WHAT IS BEING ASKED:
Find every line in the listing below that contains the word "slope", and copy each of those lines in full.

┄┄┄┄┄┄

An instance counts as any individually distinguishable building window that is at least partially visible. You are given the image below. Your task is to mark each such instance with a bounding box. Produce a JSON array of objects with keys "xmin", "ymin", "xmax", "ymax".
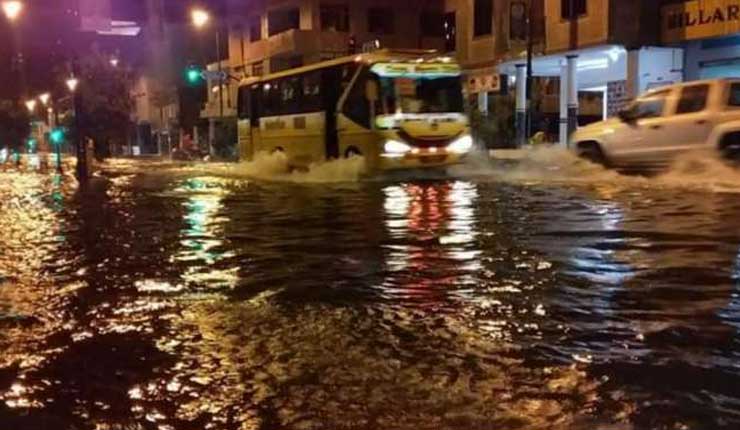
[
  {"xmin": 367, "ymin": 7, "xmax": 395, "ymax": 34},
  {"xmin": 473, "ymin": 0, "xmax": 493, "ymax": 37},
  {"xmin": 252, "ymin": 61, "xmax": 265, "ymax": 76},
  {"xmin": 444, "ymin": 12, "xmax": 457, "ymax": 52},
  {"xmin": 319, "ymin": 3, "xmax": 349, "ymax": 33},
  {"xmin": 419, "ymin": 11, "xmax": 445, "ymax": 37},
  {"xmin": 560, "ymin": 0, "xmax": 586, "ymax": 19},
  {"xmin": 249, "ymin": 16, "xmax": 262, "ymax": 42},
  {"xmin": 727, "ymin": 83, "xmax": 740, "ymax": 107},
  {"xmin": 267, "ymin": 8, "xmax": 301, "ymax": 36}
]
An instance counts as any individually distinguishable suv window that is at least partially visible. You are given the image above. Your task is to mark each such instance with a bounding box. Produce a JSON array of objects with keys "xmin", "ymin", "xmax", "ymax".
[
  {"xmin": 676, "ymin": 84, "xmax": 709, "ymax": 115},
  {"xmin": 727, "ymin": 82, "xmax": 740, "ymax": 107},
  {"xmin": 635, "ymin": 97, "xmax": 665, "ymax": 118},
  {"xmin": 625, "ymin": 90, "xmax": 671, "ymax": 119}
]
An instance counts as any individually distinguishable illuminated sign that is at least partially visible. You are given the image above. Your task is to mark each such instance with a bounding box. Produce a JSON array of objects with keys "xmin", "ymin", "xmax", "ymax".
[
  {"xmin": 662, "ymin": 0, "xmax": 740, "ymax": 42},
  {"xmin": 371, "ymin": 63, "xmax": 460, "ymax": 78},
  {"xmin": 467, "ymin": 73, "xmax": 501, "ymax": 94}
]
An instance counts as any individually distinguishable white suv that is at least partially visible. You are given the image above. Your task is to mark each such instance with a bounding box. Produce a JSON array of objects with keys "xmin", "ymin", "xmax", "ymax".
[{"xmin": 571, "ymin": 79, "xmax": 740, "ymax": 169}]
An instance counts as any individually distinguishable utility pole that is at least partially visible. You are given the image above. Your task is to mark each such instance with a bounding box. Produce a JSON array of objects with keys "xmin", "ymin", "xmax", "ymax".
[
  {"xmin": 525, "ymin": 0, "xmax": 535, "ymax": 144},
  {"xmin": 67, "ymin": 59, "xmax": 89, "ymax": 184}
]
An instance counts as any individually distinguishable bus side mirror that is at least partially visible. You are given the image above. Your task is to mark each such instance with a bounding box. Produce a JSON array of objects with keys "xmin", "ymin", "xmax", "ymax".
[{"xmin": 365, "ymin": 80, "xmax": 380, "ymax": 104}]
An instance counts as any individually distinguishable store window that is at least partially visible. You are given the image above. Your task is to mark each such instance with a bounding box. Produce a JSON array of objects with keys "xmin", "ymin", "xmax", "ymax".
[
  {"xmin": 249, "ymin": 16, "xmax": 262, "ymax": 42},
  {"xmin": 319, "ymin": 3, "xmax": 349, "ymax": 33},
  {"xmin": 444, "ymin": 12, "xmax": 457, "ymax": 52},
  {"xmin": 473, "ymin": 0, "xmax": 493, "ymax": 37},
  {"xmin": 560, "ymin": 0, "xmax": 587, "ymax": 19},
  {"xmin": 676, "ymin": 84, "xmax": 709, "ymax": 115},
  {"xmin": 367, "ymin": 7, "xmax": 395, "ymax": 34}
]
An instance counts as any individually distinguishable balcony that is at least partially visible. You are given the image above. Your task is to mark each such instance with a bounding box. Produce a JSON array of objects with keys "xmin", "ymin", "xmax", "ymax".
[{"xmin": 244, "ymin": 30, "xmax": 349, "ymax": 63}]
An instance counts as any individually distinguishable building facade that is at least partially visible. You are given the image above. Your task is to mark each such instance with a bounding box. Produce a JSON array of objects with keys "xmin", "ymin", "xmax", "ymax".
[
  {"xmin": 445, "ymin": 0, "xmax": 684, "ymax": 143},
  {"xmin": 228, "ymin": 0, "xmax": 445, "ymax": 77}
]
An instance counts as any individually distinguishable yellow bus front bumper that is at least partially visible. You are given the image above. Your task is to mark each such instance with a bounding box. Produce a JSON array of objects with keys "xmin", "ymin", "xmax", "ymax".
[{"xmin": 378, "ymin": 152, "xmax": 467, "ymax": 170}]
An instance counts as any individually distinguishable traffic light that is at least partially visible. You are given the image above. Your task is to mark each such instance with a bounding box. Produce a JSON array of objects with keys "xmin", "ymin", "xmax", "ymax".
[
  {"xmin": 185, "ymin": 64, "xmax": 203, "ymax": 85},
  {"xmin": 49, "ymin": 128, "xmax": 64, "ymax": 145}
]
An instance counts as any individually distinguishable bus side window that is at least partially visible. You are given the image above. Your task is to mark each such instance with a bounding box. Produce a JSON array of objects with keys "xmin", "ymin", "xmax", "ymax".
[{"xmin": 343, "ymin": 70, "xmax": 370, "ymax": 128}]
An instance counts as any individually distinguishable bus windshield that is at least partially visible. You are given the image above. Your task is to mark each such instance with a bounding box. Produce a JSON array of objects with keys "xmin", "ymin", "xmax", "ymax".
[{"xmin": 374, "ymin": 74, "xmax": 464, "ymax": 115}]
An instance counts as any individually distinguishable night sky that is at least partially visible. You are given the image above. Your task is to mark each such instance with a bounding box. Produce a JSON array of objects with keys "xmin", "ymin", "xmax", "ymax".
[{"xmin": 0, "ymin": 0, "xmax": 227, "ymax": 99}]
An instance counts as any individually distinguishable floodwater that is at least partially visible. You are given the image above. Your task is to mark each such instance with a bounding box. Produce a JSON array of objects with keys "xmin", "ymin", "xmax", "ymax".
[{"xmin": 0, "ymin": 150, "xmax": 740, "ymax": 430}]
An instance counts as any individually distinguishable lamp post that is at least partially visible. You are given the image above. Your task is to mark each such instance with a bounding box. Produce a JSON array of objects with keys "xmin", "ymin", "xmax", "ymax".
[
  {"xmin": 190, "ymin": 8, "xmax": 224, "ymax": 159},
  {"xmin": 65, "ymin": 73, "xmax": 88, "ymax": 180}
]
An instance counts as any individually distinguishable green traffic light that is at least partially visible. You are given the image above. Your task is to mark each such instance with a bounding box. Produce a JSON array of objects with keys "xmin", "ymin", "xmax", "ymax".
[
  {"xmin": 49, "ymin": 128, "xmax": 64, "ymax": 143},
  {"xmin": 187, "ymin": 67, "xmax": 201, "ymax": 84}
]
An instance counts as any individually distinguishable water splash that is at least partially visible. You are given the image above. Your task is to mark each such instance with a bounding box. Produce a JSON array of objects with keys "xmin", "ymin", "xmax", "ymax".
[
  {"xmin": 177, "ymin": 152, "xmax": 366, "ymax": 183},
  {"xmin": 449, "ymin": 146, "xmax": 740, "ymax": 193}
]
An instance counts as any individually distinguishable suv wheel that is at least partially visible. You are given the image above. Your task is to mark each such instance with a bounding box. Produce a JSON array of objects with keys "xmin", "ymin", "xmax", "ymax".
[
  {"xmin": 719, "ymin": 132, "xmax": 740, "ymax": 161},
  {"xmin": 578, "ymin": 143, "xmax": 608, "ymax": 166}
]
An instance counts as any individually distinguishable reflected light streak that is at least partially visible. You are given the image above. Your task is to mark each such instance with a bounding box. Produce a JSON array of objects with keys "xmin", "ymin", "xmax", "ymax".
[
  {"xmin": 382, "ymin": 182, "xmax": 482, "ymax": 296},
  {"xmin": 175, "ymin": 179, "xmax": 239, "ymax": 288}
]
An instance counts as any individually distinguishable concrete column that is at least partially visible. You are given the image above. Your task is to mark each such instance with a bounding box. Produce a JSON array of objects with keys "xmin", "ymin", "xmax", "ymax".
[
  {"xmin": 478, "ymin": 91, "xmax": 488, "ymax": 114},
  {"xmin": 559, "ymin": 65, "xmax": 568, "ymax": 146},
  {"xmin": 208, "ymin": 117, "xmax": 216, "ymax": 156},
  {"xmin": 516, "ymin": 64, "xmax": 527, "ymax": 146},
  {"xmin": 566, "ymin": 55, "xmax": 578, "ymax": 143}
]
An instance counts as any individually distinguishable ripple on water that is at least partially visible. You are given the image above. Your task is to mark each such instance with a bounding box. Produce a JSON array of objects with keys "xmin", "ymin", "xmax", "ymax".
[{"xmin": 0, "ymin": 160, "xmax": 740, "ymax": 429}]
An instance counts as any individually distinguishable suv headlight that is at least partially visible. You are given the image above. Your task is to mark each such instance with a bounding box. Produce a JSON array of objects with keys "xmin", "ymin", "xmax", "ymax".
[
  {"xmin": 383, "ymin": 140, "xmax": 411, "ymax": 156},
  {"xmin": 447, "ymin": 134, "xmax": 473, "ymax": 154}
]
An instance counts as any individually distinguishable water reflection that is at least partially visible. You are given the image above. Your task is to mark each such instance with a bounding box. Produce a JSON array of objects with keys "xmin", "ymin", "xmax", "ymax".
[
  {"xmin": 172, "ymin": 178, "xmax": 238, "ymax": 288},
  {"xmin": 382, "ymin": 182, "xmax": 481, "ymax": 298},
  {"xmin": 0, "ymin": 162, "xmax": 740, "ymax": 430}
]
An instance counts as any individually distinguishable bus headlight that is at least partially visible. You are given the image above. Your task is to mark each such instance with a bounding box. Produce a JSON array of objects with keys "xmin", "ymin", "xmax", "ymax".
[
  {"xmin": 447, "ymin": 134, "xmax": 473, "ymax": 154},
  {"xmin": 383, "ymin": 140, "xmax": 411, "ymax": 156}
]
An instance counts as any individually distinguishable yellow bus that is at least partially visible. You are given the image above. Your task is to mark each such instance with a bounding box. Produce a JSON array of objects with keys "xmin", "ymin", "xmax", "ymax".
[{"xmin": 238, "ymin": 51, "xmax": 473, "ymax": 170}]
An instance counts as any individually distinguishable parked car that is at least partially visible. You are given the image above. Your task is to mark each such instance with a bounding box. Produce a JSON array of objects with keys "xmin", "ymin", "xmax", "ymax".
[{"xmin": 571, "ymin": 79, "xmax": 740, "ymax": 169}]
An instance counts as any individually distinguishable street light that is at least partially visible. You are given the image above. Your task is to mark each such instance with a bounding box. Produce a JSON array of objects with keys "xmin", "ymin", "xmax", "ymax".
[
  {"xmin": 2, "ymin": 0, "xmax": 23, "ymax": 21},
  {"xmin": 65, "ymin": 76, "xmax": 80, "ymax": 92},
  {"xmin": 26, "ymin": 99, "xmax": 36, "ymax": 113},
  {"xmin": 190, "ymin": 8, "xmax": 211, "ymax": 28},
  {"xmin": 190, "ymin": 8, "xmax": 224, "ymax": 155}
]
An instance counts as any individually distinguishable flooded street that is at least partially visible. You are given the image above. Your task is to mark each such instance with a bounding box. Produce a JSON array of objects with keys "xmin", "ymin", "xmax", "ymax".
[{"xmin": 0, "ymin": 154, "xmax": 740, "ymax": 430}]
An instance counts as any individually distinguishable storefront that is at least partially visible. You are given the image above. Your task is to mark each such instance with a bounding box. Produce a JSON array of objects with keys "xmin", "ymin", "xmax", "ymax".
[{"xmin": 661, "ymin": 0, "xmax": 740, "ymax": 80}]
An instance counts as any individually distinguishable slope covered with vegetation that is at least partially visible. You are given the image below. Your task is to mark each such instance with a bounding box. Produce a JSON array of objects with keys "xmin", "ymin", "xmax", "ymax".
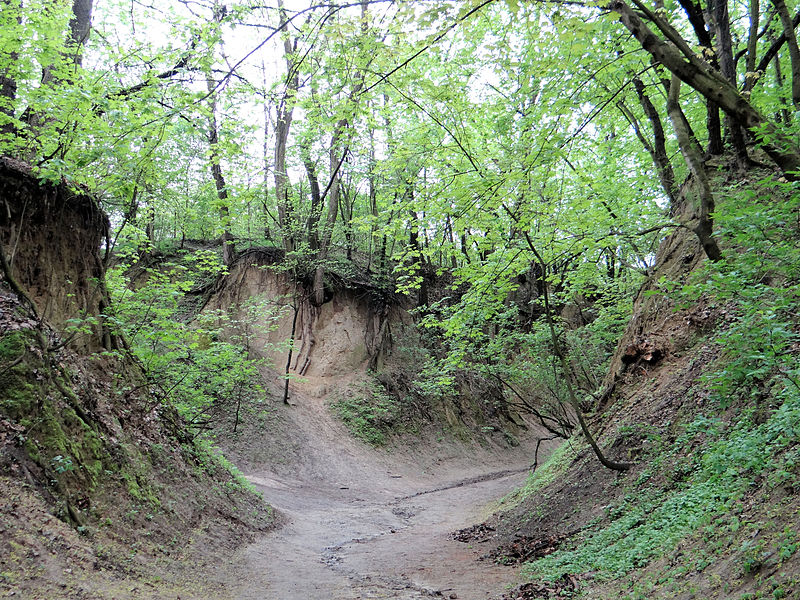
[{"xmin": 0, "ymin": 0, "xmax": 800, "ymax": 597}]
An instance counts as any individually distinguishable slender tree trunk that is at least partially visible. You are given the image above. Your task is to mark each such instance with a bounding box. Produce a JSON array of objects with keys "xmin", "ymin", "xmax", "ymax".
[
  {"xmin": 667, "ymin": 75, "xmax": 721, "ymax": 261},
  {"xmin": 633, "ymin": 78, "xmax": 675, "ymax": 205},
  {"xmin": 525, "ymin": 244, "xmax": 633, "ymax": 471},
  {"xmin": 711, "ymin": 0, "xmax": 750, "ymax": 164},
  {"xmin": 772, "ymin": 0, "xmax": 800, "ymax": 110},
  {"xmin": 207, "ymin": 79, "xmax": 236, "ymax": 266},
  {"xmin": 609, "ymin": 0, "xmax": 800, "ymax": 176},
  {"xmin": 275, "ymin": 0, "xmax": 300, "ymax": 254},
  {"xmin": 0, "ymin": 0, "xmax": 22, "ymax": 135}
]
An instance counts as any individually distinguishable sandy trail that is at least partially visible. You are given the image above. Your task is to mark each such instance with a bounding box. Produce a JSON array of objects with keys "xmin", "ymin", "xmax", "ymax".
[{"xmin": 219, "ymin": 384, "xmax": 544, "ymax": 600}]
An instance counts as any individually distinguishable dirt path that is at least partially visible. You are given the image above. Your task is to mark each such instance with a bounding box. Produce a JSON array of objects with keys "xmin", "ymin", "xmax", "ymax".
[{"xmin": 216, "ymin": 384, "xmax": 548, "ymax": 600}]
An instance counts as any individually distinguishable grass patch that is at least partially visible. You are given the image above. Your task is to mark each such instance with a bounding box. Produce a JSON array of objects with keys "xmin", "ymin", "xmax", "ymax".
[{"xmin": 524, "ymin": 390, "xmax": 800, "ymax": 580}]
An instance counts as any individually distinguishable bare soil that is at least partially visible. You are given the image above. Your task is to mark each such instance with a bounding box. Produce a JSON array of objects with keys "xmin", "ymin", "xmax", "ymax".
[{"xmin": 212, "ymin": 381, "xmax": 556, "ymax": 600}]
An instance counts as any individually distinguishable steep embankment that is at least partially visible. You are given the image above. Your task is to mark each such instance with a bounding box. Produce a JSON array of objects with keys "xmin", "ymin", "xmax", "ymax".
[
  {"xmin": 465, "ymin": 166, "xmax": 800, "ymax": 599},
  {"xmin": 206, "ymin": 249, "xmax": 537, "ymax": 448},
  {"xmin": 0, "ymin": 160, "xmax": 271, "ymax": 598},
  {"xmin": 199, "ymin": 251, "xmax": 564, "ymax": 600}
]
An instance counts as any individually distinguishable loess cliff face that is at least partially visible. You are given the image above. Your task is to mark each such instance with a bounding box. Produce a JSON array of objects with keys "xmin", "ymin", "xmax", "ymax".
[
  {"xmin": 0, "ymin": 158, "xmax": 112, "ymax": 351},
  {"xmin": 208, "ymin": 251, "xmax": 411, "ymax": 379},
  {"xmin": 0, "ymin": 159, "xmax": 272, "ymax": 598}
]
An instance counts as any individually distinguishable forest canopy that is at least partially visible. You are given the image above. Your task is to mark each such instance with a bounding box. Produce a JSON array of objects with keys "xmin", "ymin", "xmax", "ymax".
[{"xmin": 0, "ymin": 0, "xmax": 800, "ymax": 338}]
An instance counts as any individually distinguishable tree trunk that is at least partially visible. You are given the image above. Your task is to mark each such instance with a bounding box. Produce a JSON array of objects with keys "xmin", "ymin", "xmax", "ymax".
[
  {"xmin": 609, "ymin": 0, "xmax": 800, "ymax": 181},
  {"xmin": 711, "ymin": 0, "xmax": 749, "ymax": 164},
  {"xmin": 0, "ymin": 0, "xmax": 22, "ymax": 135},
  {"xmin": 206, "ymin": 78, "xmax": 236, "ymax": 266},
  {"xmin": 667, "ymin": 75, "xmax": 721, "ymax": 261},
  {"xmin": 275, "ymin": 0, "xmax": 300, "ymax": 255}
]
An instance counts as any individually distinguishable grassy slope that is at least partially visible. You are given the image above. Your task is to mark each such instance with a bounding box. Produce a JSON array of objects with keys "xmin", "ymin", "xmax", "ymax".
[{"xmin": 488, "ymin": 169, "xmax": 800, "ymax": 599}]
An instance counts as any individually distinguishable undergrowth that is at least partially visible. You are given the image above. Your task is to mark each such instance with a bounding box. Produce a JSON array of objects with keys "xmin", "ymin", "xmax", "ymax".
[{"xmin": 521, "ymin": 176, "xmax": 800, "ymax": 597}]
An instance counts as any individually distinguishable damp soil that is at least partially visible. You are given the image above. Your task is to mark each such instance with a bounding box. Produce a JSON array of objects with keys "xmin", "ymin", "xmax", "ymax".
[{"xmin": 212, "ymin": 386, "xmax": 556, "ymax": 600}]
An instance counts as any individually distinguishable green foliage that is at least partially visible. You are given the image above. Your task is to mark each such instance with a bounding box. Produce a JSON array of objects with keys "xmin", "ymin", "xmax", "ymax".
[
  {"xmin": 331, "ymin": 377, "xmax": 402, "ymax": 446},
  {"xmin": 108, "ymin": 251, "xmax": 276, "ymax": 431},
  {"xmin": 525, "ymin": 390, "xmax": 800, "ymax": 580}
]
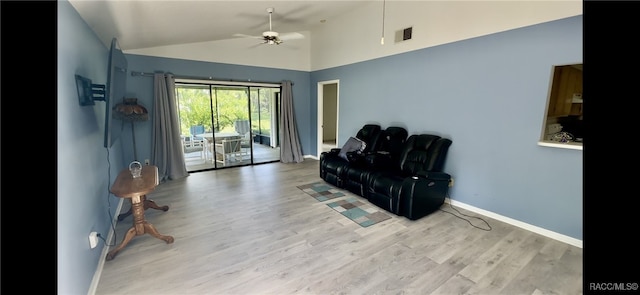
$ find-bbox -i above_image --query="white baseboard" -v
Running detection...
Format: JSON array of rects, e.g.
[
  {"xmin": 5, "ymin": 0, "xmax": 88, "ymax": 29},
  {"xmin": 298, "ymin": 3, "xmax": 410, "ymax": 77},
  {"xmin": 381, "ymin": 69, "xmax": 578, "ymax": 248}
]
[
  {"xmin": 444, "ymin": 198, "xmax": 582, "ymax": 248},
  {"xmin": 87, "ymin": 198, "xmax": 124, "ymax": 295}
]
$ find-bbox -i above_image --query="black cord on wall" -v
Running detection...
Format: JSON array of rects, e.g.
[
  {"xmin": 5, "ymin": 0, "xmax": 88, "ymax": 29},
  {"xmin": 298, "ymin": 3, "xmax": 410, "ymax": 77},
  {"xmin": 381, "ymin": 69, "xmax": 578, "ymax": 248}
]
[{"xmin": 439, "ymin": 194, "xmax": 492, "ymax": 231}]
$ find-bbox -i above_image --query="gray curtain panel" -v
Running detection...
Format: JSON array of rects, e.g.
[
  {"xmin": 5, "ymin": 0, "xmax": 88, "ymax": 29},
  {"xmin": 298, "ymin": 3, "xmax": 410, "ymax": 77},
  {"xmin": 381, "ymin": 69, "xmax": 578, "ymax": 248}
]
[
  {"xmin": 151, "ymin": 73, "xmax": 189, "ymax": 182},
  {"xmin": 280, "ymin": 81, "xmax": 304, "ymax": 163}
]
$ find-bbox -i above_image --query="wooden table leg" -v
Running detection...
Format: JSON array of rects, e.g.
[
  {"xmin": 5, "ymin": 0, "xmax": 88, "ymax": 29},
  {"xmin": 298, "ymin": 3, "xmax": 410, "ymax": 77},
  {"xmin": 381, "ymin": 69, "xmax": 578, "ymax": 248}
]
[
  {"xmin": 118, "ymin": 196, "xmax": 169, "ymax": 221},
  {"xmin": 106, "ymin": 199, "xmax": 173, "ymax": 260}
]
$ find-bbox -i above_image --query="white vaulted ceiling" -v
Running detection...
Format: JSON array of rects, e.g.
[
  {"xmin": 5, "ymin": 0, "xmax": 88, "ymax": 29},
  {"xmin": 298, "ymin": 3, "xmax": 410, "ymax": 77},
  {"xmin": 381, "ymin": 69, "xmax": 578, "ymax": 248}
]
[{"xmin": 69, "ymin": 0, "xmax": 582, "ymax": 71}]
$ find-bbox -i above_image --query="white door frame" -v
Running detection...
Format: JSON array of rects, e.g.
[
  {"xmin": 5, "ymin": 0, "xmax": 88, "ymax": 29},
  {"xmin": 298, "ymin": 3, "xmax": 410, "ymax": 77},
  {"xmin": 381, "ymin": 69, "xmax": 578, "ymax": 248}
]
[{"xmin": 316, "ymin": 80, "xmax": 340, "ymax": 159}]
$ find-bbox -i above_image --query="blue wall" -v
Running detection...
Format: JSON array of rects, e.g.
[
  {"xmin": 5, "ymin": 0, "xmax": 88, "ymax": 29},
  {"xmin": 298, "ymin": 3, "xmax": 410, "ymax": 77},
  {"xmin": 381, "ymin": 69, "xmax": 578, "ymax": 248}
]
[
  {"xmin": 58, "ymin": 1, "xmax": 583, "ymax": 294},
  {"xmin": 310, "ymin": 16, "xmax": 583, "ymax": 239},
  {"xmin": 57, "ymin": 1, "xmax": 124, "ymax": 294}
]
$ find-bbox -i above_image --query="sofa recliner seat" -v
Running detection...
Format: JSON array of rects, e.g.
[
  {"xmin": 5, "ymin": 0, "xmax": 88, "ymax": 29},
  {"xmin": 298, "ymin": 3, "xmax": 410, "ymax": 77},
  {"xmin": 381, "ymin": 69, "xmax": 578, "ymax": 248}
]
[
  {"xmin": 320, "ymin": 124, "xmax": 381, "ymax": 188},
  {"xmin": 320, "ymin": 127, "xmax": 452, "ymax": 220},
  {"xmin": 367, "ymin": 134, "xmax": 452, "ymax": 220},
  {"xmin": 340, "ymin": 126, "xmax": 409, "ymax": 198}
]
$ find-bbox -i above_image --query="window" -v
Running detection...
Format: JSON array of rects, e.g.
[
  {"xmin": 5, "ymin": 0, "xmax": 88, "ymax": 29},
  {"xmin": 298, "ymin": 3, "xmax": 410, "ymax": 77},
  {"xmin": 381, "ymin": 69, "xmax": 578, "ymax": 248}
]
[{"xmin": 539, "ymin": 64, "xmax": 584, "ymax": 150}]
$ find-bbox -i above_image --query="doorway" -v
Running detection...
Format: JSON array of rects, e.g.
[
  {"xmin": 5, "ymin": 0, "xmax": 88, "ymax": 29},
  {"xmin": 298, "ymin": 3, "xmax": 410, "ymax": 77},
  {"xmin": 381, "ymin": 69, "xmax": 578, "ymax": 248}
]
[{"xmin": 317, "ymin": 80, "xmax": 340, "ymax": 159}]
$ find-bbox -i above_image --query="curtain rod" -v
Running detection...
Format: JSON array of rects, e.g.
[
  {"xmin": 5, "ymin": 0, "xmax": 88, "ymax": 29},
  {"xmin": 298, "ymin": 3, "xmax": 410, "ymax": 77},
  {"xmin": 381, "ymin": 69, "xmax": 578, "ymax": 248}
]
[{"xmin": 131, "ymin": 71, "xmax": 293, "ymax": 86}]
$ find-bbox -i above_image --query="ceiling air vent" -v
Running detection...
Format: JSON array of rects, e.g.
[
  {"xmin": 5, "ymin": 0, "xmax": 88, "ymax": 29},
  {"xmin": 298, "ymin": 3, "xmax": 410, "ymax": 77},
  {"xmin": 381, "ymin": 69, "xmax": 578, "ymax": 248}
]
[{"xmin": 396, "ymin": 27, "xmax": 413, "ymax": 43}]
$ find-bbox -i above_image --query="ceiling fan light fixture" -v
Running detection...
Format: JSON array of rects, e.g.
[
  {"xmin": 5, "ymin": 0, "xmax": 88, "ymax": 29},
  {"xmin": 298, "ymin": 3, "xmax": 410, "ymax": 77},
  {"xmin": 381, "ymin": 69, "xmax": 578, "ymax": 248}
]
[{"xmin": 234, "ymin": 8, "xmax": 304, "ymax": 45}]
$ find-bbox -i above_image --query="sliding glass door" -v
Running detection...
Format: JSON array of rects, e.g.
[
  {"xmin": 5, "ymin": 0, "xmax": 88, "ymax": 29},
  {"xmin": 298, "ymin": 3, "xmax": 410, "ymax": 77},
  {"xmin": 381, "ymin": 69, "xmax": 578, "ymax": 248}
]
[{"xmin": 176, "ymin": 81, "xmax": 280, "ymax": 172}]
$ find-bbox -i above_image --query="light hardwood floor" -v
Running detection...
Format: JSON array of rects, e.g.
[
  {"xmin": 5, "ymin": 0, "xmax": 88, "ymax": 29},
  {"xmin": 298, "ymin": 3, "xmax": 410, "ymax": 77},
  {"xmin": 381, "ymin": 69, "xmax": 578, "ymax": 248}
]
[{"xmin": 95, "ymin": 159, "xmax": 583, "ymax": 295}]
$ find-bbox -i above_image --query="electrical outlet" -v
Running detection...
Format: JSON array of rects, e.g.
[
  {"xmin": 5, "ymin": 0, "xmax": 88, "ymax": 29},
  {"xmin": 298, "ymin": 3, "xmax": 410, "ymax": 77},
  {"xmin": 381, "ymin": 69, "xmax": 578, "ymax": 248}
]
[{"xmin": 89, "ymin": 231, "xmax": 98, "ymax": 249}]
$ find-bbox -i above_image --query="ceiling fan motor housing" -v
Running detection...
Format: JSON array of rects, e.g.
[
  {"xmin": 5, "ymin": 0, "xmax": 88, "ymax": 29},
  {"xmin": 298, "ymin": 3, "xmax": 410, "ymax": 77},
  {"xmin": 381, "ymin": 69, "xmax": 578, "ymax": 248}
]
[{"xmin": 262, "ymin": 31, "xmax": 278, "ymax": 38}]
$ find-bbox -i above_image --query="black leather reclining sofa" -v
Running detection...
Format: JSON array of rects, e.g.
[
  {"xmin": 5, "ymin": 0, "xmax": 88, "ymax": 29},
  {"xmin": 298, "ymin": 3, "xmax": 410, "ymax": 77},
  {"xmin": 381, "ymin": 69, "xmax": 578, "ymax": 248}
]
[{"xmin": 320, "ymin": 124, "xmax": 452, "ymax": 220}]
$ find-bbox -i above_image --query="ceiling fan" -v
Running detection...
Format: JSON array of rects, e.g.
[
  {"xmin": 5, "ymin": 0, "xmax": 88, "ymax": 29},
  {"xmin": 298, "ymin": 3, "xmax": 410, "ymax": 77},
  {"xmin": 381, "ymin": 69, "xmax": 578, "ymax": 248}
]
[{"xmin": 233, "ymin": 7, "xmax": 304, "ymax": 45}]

┄┄┄┄┄┄

EXERCISE RESPONSE:
An instance counts as any individually distinguishable slope covered with vegetation that is at least partially visible. You are given the image below. Your task is to mark each such instance with a bounding box. Produce a JSON array of objects with keys "xmin", "ymin", "xmax", "ymax".
An instance counts as any individually distinguishable grassy slope that is at least partially visible. You are given the image above. Your task is to mark each such instance with a bounding box. Produce a JSON array of objects with keys "xmin", "ymin", "xmax", "ymax".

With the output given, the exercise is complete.